◆ YOUR GOAL
In the records below, take the line that contains "Keypoint placement: for each instance of the rock, imagine" and every line after it up to and including the line that contains "[(692, 24), (548, 264)]". Render only those lines as a Markdown table with the columns Row and Line, skipping any blank lines.

◆ RECORDS FOR THE TASK
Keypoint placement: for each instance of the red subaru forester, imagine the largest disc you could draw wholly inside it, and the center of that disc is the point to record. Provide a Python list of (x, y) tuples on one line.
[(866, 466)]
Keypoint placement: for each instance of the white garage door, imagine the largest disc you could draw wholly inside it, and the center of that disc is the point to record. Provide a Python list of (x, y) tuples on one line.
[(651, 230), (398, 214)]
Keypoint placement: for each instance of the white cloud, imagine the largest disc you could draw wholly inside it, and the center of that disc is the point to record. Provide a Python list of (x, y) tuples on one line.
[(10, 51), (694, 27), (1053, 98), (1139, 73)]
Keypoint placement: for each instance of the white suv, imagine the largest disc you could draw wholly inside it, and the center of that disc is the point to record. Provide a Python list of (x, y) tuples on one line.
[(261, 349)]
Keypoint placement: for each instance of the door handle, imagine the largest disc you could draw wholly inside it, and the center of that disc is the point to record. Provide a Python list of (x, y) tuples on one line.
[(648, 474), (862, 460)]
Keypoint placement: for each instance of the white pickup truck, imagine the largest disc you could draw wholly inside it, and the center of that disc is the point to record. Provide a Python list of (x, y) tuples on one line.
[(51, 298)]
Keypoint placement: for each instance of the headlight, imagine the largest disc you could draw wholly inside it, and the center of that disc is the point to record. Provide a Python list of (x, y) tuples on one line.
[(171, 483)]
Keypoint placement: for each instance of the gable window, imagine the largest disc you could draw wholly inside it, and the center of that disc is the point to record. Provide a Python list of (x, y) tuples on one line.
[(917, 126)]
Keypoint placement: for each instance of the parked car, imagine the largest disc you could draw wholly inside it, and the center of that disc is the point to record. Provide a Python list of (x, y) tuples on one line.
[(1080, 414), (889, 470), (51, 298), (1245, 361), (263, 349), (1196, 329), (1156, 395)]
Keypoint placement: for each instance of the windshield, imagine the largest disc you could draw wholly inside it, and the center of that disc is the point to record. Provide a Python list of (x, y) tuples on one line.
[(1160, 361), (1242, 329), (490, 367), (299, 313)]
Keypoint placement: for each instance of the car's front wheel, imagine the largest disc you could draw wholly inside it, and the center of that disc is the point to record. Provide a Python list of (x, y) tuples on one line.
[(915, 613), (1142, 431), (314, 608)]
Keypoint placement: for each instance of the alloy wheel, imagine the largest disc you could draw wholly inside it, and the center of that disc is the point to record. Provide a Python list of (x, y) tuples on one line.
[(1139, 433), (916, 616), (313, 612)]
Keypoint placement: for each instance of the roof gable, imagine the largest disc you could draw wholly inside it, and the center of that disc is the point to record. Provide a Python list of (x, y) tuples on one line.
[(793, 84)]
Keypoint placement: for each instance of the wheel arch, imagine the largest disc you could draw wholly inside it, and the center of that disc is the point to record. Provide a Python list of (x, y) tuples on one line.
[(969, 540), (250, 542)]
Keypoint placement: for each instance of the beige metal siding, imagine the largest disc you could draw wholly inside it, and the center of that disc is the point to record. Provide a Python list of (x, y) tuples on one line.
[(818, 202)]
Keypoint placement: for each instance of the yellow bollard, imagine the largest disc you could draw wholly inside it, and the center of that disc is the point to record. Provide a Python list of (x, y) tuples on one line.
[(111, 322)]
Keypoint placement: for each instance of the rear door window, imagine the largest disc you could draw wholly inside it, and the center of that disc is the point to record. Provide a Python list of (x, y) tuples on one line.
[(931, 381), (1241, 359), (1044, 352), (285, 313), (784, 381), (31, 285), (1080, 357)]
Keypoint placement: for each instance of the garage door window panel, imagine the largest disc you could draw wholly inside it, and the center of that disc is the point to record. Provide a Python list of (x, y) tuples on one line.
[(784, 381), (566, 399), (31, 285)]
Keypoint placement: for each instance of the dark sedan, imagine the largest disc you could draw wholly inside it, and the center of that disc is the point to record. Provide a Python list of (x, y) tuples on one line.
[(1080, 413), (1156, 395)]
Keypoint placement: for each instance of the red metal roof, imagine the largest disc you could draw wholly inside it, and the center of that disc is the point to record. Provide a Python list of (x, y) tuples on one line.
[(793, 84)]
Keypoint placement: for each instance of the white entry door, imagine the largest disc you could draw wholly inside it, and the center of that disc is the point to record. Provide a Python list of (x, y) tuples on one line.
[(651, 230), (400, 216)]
--
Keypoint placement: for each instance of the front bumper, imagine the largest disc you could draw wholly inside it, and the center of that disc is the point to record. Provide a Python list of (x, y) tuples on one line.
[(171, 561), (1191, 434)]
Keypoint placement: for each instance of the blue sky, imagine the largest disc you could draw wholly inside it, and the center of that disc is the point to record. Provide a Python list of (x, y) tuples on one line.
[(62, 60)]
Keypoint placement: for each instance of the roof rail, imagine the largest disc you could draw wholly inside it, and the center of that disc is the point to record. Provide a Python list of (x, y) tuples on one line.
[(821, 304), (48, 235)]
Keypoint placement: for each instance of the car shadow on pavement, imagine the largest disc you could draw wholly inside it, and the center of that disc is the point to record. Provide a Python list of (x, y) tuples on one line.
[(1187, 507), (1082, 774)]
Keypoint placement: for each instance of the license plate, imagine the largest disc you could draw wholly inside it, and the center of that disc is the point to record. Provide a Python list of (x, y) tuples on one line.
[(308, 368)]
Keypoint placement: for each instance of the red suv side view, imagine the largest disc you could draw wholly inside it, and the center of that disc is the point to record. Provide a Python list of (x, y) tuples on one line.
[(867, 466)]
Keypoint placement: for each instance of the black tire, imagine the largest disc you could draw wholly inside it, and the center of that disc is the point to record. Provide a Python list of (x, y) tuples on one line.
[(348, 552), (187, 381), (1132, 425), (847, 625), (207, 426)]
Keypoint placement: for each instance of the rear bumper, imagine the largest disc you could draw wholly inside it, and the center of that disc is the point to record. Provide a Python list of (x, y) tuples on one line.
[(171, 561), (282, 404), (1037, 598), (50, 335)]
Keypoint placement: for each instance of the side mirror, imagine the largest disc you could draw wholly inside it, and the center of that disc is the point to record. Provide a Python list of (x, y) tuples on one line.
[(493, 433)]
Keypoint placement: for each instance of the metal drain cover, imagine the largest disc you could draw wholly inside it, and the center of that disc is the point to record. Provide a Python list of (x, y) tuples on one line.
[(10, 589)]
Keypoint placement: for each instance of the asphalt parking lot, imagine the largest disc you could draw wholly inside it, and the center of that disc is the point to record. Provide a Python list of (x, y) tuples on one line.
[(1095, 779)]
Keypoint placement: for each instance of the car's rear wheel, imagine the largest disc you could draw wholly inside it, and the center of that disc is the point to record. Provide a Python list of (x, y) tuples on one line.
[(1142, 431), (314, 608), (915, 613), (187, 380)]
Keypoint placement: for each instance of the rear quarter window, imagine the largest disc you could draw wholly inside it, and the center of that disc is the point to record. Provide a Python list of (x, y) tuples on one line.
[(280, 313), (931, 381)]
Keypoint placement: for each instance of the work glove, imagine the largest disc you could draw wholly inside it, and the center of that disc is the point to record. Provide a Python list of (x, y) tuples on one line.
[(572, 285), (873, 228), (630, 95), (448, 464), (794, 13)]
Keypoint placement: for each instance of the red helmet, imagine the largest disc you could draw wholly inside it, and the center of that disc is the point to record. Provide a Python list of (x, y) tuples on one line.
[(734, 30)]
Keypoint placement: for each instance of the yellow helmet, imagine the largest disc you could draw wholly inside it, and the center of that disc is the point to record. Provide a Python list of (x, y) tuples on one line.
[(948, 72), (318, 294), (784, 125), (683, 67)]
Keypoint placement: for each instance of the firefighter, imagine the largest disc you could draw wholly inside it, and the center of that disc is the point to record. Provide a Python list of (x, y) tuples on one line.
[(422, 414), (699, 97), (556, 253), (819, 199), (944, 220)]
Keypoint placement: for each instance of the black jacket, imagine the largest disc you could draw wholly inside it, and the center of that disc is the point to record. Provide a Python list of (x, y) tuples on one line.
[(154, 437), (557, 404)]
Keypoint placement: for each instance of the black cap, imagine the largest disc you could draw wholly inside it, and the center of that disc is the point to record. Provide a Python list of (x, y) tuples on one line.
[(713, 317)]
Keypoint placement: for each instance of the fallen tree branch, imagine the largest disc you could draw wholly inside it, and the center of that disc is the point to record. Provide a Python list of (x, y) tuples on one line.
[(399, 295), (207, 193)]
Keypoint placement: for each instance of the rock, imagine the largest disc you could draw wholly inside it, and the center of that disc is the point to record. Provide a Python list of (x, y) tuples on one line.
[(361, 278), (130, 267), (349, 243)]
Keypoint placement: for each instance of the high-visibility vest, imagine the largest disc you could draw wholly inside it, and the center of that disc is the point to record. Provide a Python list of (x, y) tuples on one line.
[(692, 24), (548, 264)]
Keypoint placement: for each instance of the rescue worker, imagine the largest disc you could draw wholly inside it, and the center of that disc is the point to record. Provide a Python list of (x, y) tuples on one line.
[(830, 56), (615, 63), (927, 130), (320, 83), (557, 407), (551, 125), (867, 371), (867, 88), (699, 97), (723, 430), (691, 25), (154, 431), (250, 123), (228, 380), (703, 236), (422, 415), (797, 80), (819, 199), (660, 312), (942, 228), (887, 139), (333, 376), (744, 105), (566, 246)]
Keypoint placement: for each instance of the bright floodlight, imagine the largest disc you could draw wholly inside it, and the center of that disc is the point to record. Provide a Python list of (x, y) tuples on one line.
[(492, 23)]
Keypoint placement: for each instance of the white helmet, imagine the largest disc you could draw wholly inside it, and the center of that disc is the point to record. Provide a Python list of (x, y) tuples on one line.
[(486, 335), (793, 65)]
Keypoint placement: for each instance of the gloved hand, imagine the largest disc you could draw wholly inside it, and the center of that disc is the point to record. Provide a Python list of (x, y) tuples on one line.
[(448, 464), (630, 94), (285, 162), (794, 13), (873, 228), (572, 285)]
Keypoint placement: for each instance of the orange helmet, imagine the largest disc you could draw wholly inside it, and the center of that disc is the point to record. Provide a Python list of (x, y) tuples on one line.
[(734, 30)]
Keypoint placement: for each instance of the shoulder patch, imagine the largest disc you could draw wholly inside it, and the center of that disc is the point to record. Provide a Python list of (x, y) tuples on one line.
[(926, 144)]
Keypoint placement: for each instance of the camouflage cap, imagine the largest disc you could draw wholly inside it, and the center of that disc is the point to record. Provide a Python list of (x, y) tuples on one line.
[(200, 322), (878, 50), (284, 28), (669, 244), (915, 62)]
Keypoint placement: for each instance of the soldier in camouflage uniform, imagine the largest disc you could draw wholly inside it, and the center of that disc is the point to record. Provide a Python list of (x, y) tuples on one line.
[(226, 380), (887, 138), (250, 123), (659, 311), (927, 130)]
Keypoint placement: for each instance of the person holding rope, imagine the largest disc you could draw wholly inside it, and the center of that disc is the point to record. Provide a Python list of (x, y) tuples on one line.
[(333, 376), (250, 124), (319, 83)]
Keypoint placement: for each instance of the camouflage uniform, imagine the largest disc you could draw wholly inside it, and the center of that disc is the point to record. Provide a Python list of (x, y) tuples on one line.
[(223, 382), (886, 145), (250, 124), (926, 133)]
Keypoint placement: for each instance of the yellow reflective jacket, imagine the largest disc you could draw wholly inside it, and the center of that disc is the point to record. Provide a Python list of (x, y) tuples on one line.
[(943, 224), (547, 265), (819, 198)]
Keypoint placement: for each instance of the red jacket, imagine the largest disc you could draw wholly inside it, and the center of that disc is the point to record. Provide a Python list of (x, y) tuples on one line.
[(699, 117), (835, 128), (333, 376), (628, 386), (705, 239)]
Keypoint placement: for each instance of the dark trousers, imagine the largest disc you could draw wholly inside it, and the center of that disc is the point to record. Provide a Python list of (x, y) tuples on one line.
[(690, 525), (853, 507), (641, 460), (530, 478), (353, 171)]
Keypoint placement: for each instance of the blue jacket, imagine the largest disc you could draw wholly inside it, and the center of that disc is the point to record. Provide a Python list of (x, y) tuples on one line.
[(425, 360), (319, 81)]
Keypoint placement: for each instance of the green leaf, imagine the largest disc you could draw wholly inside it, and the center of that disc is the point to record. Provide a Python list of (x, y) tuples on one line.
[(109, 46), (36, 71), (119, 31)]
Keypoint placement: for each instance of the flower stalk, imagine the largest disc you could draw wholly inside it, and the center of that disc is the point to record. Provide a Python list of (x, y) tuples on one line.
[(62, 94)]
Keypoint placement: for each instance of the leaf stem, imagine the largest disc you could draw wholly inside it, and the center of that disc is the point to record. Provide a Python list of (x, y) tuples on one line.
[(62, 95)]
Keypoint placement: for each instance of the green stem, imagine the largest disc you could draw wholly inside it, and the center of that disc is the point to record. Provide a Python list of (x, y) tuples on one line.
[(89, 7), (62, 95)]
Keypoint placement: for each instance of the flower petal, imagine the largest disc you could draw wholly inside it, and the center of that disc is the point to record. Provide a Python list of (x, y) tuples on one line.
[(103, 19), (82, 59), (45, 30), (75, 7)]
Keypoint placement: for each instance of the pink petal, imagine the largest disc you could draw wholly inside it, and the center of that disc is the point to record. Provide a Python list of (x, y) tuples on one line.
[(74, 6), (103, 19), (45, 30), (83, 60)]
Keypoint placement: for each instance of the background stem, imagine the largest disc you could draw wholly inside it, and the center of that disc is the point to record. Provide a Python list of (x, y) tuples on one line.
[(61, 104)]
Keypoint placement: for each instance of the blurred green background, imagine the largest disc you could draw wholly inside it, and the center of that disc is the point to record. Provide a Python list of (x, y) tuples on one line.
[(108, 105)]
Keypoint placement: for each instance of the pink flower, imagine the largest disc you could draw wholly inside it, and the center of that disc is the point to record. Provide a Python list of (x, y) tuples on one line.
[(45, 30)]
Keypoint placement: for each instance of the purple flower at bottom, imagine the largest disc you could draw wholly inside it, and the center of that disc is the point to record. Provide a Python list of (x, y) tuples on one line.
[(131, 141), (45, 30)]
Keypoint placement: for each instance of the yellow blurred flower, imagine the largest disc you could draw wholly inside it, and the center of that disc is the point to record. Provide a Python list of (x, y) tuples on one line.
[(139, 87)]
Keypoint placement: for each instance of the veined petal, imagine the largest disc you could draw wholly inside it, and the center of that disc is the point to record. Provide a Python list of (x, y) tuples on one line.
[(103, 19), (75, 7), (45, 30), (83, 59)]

◆ RESPONSE
| Row | Line |
|---|---|
| 1 | Keypoint placement: for each instance of the rock, imagine the largest disc you could draw wholly inside it, and the center of that disc is the point to record. Provide a Python list of (x, y) tuples on one line. |
| 2 | [(361, 278), (130, 267), (349, 243)] |
| 3 | Keypoint placement: for each instance of the high-visibility vest, imagine the largest disc you could draw wholly inside it, and the center of that disc is the point to record. Provide a Python list of (x, y) tuples on one line. |
| 4 | [(692, 24), (548, 264)] |